*To be done:*
A – Transcribe the passage on wrongful convictions from "Is everyone who" to "to this problem.".
B – For each statement, answer yes or no depending on whether it agrees with the passage on wrongful convictions, and quote the words of the passage that decide it. (i) The writer works as a prosecutor. (ii) The national average share of felony cases that reach jury trial hovers around 2.5%. (iii) Juries acquit most of the time.

*Quoted text:*
--- Start ---
Then it does another 180 when you or someone you care about is wrongfully accused of a crime. The notion that it is better that several guilty people go free rather than one innocent person be wrongfully punished is an old principle of justice that has been around a lot longer than this country. It is a principle that was on the minds of the people when this country was founded and when the protections were built in the Constitution to protect the rights of the accused.

It's a tough principle to swallow when we are talking about people like murderers and child molesters, but we have to do it. And there are benefits that come from this besides protecting the innocent from being wrongfully convicted. Think about it, with modern forensic science there have been numerous people found to be innocent of the crimes they were accused of committing and in fact convicted who had sat in prison for many years, sometimes decades, some on death row, for heinous crimes they did not commit. What were the people who really committed the crimes doing while others were in prison paying for their heinous acts? They were probably out there committing more serious crimes. We don't want to convict the wrong people, not just because it is terribly unfair to them and the people they care about but also because when we get the wrong people that means the real criminals are still out there being a threat to you and me.

I'm a criminal defense attorney and I've got a different take on this. Television and other media hurt people wrongfully accused of crimes too. If you think these lawyer/cop shows are reality, you would think we lawyers are only working one case at a time, when in fact a public defender like me might be working hundreds. From watching the news and reading the paper it would be easy to get the false notion in your head that criminals are getting off left and right on technicalities, when in fact that almost never happens. Every time some guy gets off because of some bad search or coerced confession or something conducted by law enforcement, it gets blasted all over the news. What you don't see is that there might have been a hundred motions to suppress evidence filed on other cases before the judge finally granted that one. People could also easily be mislead into thinking that people are being acquitted by juries all the time. Again, this is something that rarely happens. Most of the time juries convict and the story ends up being a few lines in the middle of a newspaper. The big news is when a jury acquits. Then even if it wasn't a high profile case to start with it's liable to make the front page of the paper and even make it on TV.

Do you know what percentage of felony cases actually make it to jury trial? The national average always hovers around 2.5%. Almost all of the rest of them are handled by plea agreement. Nationally, about 95% of all people charged with felonies end up with a conviction for something by the time their case is over. I don't know off the top of my head what the the national average conviction rate for felony jury trials is but I think it's somewhere in the neighborhood of 80% to 90%.

Is everyone who is convicted guilty of what they are accused of doing? Heck no. Look at the results from things like Barry Scheck's Innocence Project. Numerous people convicted of heinous crimes have been exonerated, and they've only looked at the most serious cases so they have probably only touched the tip of the iceberg. Bad eyewitness identification (common), coerced confessions, lying informants trying to get out of trouble, unscrupulous police officers and prosecutors, lynch mob media, and so on have all contributed to this problem.
--- End ---
*Given information:*
--- Start ---
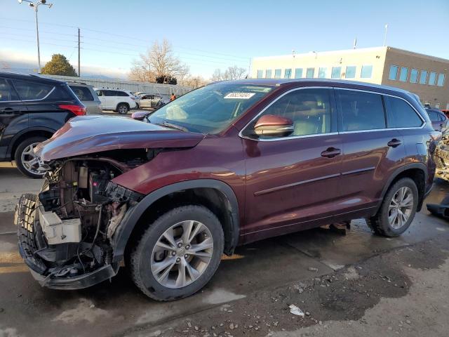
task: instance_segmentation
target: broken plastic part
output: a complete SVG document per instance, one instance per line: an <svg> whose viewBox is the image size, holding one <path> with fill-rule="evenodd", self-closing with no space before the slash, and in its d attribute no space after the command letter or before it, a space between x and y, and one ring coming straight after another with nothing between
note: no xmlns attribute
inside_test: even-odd
<svg viewBox="0 0 449 337"><path fill-rule="evenodd" d="M295 305L294 304L290 304L288 306L288 308L290 308L290 312L292 314L295 315L296 316L300 316L302 317L304 317L304 315L302 310L300 309L298 307L297 307L296 305Z"/></svg>

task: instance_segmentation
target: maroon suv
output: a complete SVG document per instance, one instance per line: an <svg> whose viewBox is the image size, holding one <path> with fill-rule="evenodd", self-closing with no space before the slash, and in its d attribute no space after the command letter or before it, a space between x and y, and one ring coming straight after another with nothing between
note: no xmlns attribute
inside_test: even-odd
<svg viewBox="0 0 449 337"><path fill-rule="evenodd" d="M239 244L358 218L399 235L440 135L410 93L314 79L213 84L145 122L76 117L37 148L48 172L17 206L20 253L50 288L124 260L148 296L182 298Z"/></svg>

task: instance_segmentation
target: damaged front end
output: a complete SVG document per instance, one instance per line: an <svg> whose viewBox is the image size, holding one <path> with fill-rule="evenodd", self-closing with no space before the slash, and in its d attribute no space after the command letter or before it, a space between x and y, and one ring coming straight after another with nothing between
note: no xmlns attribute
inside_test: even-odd
<svg viewBox="0 0 449 337"><path fill-rule="evenodd" d="M449 134L447 131L443 133L436 145L434 159L436 164L435 177L449 180Z"/></svg>
<svg viewBox="0 0 449 337"><path fill-rule="evenodd" d="M143 195L111 180L150 155L126 163L102 157L47 163L41 191L22 196L15 217L20 255L42 286L86 288L117 273L113 237Z"/></svg>

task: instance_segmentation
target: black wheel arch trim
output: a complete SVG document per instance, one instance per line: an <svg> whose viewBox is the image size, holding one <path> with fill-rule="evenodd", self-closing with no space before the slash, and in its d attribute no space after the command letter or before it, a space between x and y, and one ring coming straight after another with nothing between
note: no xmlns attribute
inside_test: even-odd
<svg viewBox="0 0 449 337"><path fill-rule="evenodd" d="M396 169L393 173L393 174L391 174L390 177L388 178L388 180L387 181L387 183L384 186L384 189L382 191L382 195L381 195L381 199L380 199L381 201L377 207L377 210L379 209L379 207L380 207L380 204L382 204L382 200L383 200L384 197L385 197L385 194L387 194L387 191L388 191L388 189L391 185L391 183L393 183L393 180L394 180L394 179L396 179L398 177L398 176L399 176L401 173L402 173L405 171L410 170L412 168L419 168L422 171L424 176L424 186L427 186L427 176L428 176L427 166L424 163L412 163L412 164L408 164L406 165L404 165L403 166L401 166L399 168ZM424 194L422 196L422 197L420 198L420 200L419 201L417 212L419 212L421 210L421 208L422 207L422 202L424 201L426 190L427 188L424 187Z"/></svg>
<svg viewBox="0 0 449 337"><path fill-rule="evenodd" d="M217 190L222 193L229 202L231 209L229 210L229 213L232 220L232 236L229 246L225 248L224 253L228 255L232 254L239 242L240 231L237 197L231 187L222 181L215 179L196 179L175 183L161 187L149 193L138 204L130 207L128 212L126 212L120 226L117 228L117 232L115 233L112 240L112 248L114 249L113 261L119 262L122 260L126 244L131 236L131 233L135 225L148 207L161 197L168 194L194 188L212 188Z"/></svg>
<svg viewBox="0 0 449 337"><path fill-rule="evenodd" d="M20 132L18 132L15 135L14 135L14 137L13 138L13 139L11 139L11 141L9 143L9 145L8 146L8 150L6 151L6 158L9 158L9 157L12 158L12 156L13 155L13 154L12 153L13 149L15 145L18 145L16 142L18 141L18 139L20 138L20 137L22 137L22 136L27 133L31 133L29 136L34 137L36 136L36 135L33 135L32 133L35 131L48 132L53 135L53 133L55 133L55 132L56 132L56 130L54 130L51 128L46 128L45 126L36 126L36 127L27 128L24 130L22 130Z"/></svg>

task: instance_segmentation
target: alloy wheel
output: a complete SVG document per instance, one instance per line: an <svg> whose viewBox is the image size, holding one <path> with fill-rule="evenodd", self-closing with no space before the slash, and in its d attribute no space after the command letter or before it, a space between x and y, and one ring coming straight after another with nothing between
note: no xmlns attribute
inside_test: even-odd
<svg viewBox="0 0 449 337"><path fill-rule="evenodd" d="M159 237L151 256L151 270L156 280L167 288L192 284L206 270L213 251L209 229L196 220L173 225Z"/></svg>
<svg viewBox="0 0 449 337"><path fill-rule="evenodd" d="M409 187L403 187L393 195L388 208L388 220L392 228L398 230L403 226L413 210L413 192Z"/></svg>
<svg viewBox="0 0 449 337"><path fill-rule="evenodd" d="M26 147L20 154L20 160L25 169L30 173L43 176L45 171L39 170L41 164L39 158L34 153L34 148L39 143L34 143Z"/></svg>

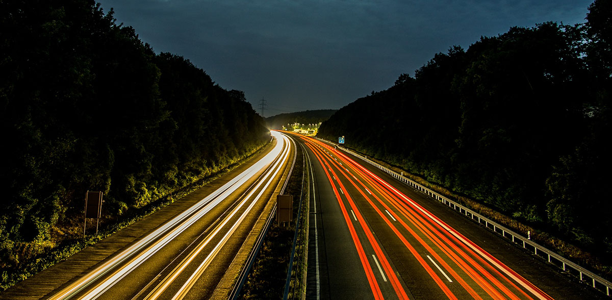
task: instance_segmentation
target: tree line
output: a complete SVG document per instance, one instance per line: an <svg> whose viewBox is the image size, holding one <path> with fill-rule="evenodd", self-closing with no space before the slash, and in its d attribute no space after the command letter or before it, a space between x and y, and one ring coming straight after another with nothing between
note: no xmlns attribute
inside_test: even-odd
<svg viewBox="0 0 612 300"><path fill-rule="evenodd" d="M244 92L155 54L113 15L92 0L0 2L3 280L82 234L86 190L120 216L269 140Z"/></svg>
<svg viewBox="0 0 612 300"><path fill-rule="evenodd" d="M318 135L538 225L612 263L612 2L438 53Z"/></svg>

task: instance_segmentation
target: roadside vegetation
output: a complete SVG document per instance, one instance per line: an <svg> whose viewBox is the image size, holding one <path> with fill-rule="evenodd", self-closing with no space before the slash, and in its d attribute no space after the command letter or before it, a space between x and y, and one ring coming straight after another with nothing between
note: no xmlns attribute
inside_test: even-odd
<svg viewBox="0 0 612 300"><path fill-rule="evenodd" d="M100 238L83 238L87 190L103 236L270 140L242 92L95 1L3 1L0 27L0 290Z"/></svg>
<svg viewBox="0 0 612 300"><path fill-rule="evenodd" d="M537 228L610 278L611 15L612 2L596 0L584 24L514 27L451 47L341 108L318 136L345 136L502 223Z"/></svg>

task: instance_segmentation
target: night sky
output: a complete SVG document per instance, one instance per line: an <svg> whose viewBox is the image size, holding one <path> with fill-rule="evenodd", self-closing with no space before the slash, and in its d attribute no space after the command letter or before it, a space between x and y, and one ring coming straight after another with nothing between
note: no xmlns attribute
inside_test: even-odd
<svg viewBox="0 0 612 300"><path fill-rule="evenodd" d="M188 59L264 116L340 108L438 52L548 21L592 0L99 0L157 53Z"/></svg>

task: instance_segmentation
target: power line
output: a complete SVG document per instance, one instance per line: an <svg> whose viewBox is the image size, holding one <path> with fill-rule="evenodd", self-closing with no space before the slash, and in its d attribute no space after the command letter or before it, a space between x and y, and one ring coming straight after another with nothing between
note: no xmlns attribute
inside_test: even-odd
<svg viewBox="0 0 612 300"><path fill-rule="evenodd" d="M264 112L266 111L266 108L267 107L267 104L266 104L266 99L261 97L261 100L259 100L259 111L261 112L261 118L266 118L264 115Z"/></svg>

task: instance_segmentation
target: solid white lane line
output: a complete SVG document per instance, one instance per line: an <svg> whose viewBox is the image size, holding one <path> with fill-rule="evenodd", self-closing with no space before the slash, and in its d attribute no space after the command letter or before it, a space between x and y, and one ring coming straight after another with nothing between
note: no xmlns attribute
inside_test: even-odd
<svg viewBox="0 0 612 300"><path fill-rule="evenodd" d="M117 256L107 261L93 271L81 277L61 291L51 296L50 299L69 299L79 291L84 290L95 280L102 277L115 266L127 261L129 263L116 271L110 278L105 279L93 288L88 293L81 296L81 299L95 299L106 290L110 288L117 282L127 276L136 267L150 257L163 246L169 242L185 229L206 214L217 204L223 200L227 195L245 183L251 176L269 162L271 162L280 154L283 143L278 143L274 148L264 157L253 165L236 176L215 191L211 193L198 203L185 210L163 226L155 230L134 245L122 252ZM203 208L204 208L203 209ZM200 211L198 211L200 210ZM194 212L197 212L194 214ZM181 223L182 222L182 223ZM180 224L178 227L173 227ZM155 239L161 239L152 242ZM130 257L138 251L144 250L135 257Z"/></svg>
<svg viewBox="0 0 612 300"><path fill-rule="evenodd" d="M279 137L282 137L283 141L286 144L288 145L290 144L289 143L288 138L286 137L285 135L281 135L280 137L277 137L277 138L278 138ZM267 173L266 175L264 175L264 176L262 178L262 179L260 180L259 182L258 182L258 184L255 186L255 187L253 187L253 189L251 190L251 192L247 195L247 196L244 198L244 200L242 202L241 202L238 206L236 207L236 209L232 212L231 215L225 219L224 222L219 227L217 227L215 232L213 234L211 234L212 236L210 238L207 239L207 241L204 243L203 243L201 247L198 249L197 252L199 253L202 249L204 249L204 246L206 246L206 244L208 244L209 241L212 239L212 237L214 236L214 235L215 235L217 233L220 231L221 229L225 225L225 224L227 224L230 222L231 217L234 214L236 214L236 213L240 209L240 208L242 207L243 204L245 204L247 202L247 201L249 199L250 199L252 197L253 197L253 195L256 192L259 187L261 186L262 184L263 185L263 187L260 190L259 193L258 193L255 196L255 197L253 198L250 204L248 205L248 206L247 207L246 209L242 212L242 215L240 216L240 217L238 218L238 220L237 220L234 222L234 223L230 228L230 230L228 231L228 232L225 233L225 235L224 235L222 238L221 241L220 241L214 247L214 248L213 248L212 250L208 254L208 255L206 257L206 258L204 258L204 261L203 261L202 263L200 264L199 266L198 266L195 271L194 271L193 273L192 274L191 276L189 277L189 279L187 279L187 282L185 282L185 283L183 284L182 287L181 287L181 288L179 290L179 291L176 292L176 293L174 294L174 296L172 298L173 300L183 299L183 298L185 297L185 296L189 291L191 288L193 287L193 285L195 283L195 282L200 277L200 276L201 276L202 274L203 274L204 271L211 264L211 263L212 261L215 257L217 256L217 253L219 253L219 252L221 250L221 248L227 242L228 240L230 239L231 235L237 228L238 226L241 223L242 223L242 221L246 217L247 215L248 214L248 213L251 211L253 207L255 205L255 203L256 203L258 201L258 200L261 198L261 196L264 194L266 189L272 183L272 179L275 178L278 172L280 171L281 169L282 169L282 165L284 165L285 162L286 162L289 159L288 153L289 152L290 149L291 149L290 146L288 146L286 148L285 148L286 151L283 153L283 156L284 156L285 157L283 159L280 159L277 161L277 162L272 167L272 168L270 169L269 171L268 171L268 173ZM269 179L268 178L269 178ZM196 255L193 255L193 258L195 258L195 257ZM190 261L193 260L193 258L190 258L188 260ZM185 266L187 264L185 264ZM184 268L182 268L182 269L184 269ZM180 272L179 272L177 273ZM176 278L176 277L174 277L174 278ZM174 281L174 279L172 279L170 280L169 280L168 283L165 285L165 287L170 285L170 284L173 281ZM158 290L158 291L163 292L165 290L165 287L162 287L162 288ZM160 296L160 293L154 294L151 297L151 298L157 299L159 296ZM147 298L148 298L149 297L147 297Z"/></svg>
<svg viewBox="0 0 612 300"><path fill-rule="evenodd" d="M394 221L397 221L397 220L395 220L395 218L393 217L393 216L391 216L391 213L389 212L389 211L387 211L387 209L385 209L384 211L387 212L387 214L388 214L389 217L391 217L391 219L392 219Z"/></svg>
<svg viewBox="0 0 612 300"><path fill-rule="evenodd" d="M441 268L440 266L438 266L438 264L436 263L436 262L434 261L433 260L432 260L431 258L429 257L429 255L427 255L427 258L429 258L429 260L431 261L431 263L435 266L436 266L436 268L438 268L438 271L439 271L440 272L442 273L442 274L444 275L445 277L446 277L446 279L447 279L449 280L449 282L453 282L453 280L451 280L450 278L449 277L449 276L446 275L446 273L445 273L444 271L442 271L442 268Z"/></svg>
<svg viewBox="0 0 612 300"><path fill-rule="evenodd" d="M376 263L376 266L378 267L378 271L381 271L381 276L382 276L382 280L387 282L387 277L384 276L384 272L382 272L382 268L381 268L380 264L378 263L378 260L376 259L376 257L372 254L372 257L374 258L374 261Z"/></svg>
<svg viewBox="0 0 612 300"><path fill-rule="evenodd" d="M312 178L312 201L315 208L315 261L316 265L316 300L321 299L321 282L319 280L319 233L316 227L316 196L315 193L315 175L312 173L312 163L310 157L308 156L308 161L310 164L310 177Z"/></svg>

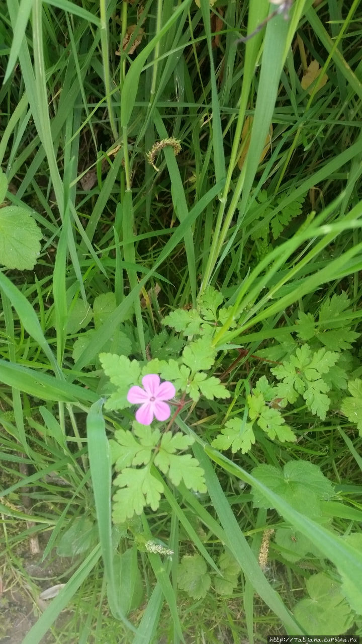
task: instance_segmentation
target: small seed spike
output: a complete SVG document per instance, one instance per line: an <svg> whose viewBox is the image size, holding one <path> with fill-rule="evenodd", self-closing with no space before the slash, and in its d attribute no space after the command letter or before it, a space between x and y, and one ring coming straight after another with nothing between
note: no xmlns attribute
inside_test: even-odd
<svg viewBox="0 0 362 644"><path fill-rule="evenodd" d="M276 9L274 9L271 14L267 16L265 20L263 20L262 22L258 25L256 28L251 32L251 33L245 36L245 38L239 38L238 40L236 41L236 43L247 43L248 41L254 38L254 36L256 35L257 33L259 33L259 32L261 32L265 25L268 24L269 20L272 20L276 15L279 15L280 14L283 14L285 20L288 19L289 10L293 3L293 0L271 0L271 3L272 5L276 5Z"/></svg>

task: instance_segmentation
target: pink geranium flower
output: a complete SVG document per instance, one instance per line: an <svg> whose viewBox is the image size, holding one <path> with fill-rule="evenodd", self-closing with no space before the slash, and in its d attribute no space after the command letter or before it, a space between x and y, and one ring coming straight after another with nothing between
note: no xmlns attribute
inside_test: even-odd
<svg viewBox="0 0 362 644"><path fill-rule="evenodd" d="M127 400L133 404L140 404L136 412L136 421L141 425L150 425L155 416L158 421L167 421L171 414L169 406L164 401L173 398L176 390L172 384L166 381L160 383L156 374L144 375L144 388L135 385L131 387Z"/></svg>

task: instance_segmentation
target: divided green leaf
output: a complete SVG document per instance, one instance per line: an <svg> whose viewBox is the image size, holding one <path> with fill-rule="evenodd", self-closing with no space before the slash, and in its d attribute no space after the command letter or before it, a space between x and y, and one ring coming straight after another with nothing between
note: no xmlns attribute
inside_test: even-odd
<svg viewBox="0 0 362 644"><path fill-rule="evenodd" d="M348 383L350 396L344 398L341 405L341 412L348 421L357 425L359 435L362 436L362 380L356 378Z"/></svg>
<svg viewBox="0 0 362 644"><path fill-rule="evenodd" d="M206 564L200 554L185 554L177 570L177 585L195 600L205 597L211 584Z"/></svg>

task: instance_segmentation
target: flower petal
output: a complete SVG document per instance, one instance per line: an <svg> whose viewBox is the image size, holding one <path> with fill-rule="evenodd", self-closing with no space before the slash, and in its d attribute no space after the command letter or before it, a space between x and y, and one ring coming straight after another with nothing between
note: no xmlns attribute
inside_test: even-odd
<svg viewBox="0 0 362 644"><path fill-rule="evenodd" d="M156 374L148 374L148 375L144 375L142 384L149 394L148 397L154 396L155 398L160 386L160 376Z"/></svg>
<svg viewBox="0 0 362 644"><path fill-rule="evenodd" d="M173 398L175 393L176 389L173 384L166 380L164 383L161 383L158 387L157 398L158 401L169 401L170 398Z"/></svg>
<svg viewBox="0 0 362 644"><path fill-rule="evenodd" d="M149 399L149 396L145 392L144 389L142 389L142 387L138 387L137 384L134 387L131 387L127 394L127 400L129 402L131 402L132 404L144 402L145 401L148 401Z"/></svg>
<svg viewBox="0 0 362 644"><path fill-rule="evenodd" d="M158 421L167 421L171 415L169 405L162 401L155 401L153 403L153 413Z"/></svg>
<svg viewBox="0 0 362 644"><path fill-rule="evenodd" d="M154 403L145 402L136 412L136 421L141 425L150 425L153 420Z"/></svg>

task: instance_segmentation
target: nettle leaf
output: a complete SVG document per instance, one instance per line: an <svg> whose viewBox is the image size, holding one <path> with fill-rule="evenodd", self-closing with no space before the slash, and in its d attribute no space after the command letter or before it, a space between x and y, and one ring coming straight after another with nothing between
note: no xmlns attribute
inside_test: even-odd
<svg viewBox="0 0 362 644"><path fill-rule="evenodd" d="M246 422L243 425L242 419L235 417L226 421L221 430L221 434L216 436L211 445L220 451L231 448L233 454L239 450L242 454L246 454L254 442L252 423Z"/></svg>
<svg viewBox="0 0 362 644"><path fill-rule="evenodd" d="M240 566L231 553L225 551L218 560L218 567L223 576L215 578L215 592L219 595L231 595L238 585Z"/></svg>
<svg viewBox="0 0 362 644"><path fill-rule="evenodd" d="M280 554L284 559L292 562L302 559L312 547L309 539L292 527L278 527L275 533L275 542L282 549Z"/></svg>
<svg viewBox="0 0 362 644"><path fill-rule="evenodd" d="M218 290L212 286L207 287L198 298L198 305L204 319L216 320L217 310L223 301L224 298Z"/></svg>
<svg viewBox="0 0 362 644"><path fill-rule="evenodd" d="M131 403L127 400L128 390L136 384L140 375L140 367L137 360L129 360L125 355L115 354L99 354L103 370L117 390L105 402L106 409L125 409Z"/></svg>
<svg viewBox="0 0 362 644"><path fill-rule="evenodd" d="M29 211L18 205L0 208L0 263L31 270L40 254L42 232Z"/></svg>
<svg viewBox="0 0 362 644"><path fill-rule="evenodd" d="M140 515L146 506L158 509L164 486L153 477L149 466L140 469L126 468L114 481L120 488L113 496L115 523L124 523L134 514Z"/></svg>
<svg viewBox="0 0 362 644"><path fill-rule="evenodd" d="M182 352L184 363L190 368L191 373L197 371L208 371L215 361L216 349L211 340L200 337L195 342L191 342Z"/></svg>
<svg viewBox="0 0 362 644"><path fill-rule="evenodd" d="M348 383L352 397L344 398L341 405L341 412L348 421L357 425L359 435L362 436L362 380L356 378Z"/></svg>
<svg viewBox="0 0 362 644"><path fill-rule="evenodd" d="M301 600L293 613L307 632L345 633L354 621L354 616L345 601L341 585L324 573L312 575L307 581L310 599Z"/></svg>
<svg viewBox="0 0 362 644"><path fill-rule="evenodd" d="M177 585L195 600L205 597L211 584L200 554L185 554L177 569Z"/></svg>
<svg viewBox="0 0 362 644"><path fill-rule="evenodd" d="M270 465L260 465L252 474L298 512L319 523L327 520L323 515L321 501L330 498L334 491L330 482L316 465L309 461L289 461L283 471ZM253 488L252 493L256 507L273 507L262 493Z"/></svg>
<svg viewBox="0 0 362 644"><path fill-rule="evenodd" d="M193 336L199 333L202 322L202 320L196 308L191 308L189 311L178 308L166 316L162 320L162 324L171 327L178 333L182 332L184 336Z"/></svg>

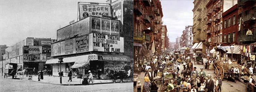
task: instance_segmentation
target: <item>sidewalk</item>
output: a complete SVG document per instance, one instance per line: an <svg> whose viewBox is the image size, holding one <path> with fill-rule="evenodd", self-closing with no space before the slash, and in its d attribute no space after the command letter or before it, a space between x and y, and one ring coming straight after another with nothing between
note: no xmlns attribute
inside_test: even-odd
<svg viewBox="0 0 256 92"><path fill-rule="evenodd" d="M25 77L25 76L24 76ZM40 81L38 81L38 76L33 76L32 77L32 79L29 80L29 77L21 77L18 76L17 78L20 80L25 80L29 81L32 81L35 82L38 82L47 83L55 85L82 85L80 83L80 81L82 83L82 79L77 79L76 78L72 78L72 82L68 82L69 79L68 77L62 77L62 84L60 83L60 77L56 76L44 76L43 80L40 80ZM104 83L113 83L113 80L93 80L93 83L94 84L99 84ZM91 84L90 83L90 84Z"/></svg>

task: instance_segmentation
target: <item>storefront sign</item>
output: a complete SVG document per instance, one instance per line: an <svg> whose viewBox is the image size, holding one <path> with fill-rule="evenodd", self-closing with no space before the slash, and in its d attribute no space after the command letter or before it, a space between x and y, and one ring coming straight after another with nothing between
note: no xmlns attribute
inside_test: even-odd
<svg viewBox="0 0 256 92"><path fill-rule="evenodd" d="M93 33L93 50L106 52L124 53L124 38Z"/></svg>
<svg viewBox="0 0 256 92"><path fill-rule="evenodd" d="M28 37L26 39L26 45L34 45L34 38Z"/></svg>
<svg viewBox="0 0 256 92"><path fill-rule="evenodd" d="M119 21L111 20L111 35L119 35Z"/></svg>
<svg viewBox="0 0 256 92"><path fill-rule="evenodd" d="M89 35L76 37L75 39L76 52L79 53L89 51Z"/></svg>
<svg viewBox="0 0 256 92"><path fill-rule="evenodd" d="M89 16L99 17L104 16L111 17L110 6L82 4L82 3L79 3L78 6L80 19Z"/></svg>
<svg viewBox="0 0 256 92"><path fill-rule="evenodd" d="M110 20L101 18L101 33L110 35Z"/></svg>
<svg viewBox="0 0 256 92"><path fill-rule="evenodd" d="M53 44L52 46L52 56L55 56L61 55L61 48L60 42Z"/></svg>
--- End ---
*In response:*
A –
Is everyone who is convicted guilty of what they are accused of doing? Heck no. Look at the results from things like Barry Scheck's Innocence Project. Numerous people convicted of heinous crimes have been exonerated, and they've only looked at the most serious cases so they have probably only touched the tip of the iceberg. Bad eyewitness identification (common), coerced confessions, lying informants trying to get out of trouble, unscrupulous police officers and prosecutors, lynch mob media, and so on have all contributed to this problem.

B –
(i) No: "I'm a criminal defense attorney"
(ii) Yes: "The national average always hovers around 2.5%."
(iii) No: "Most of the time juries convict"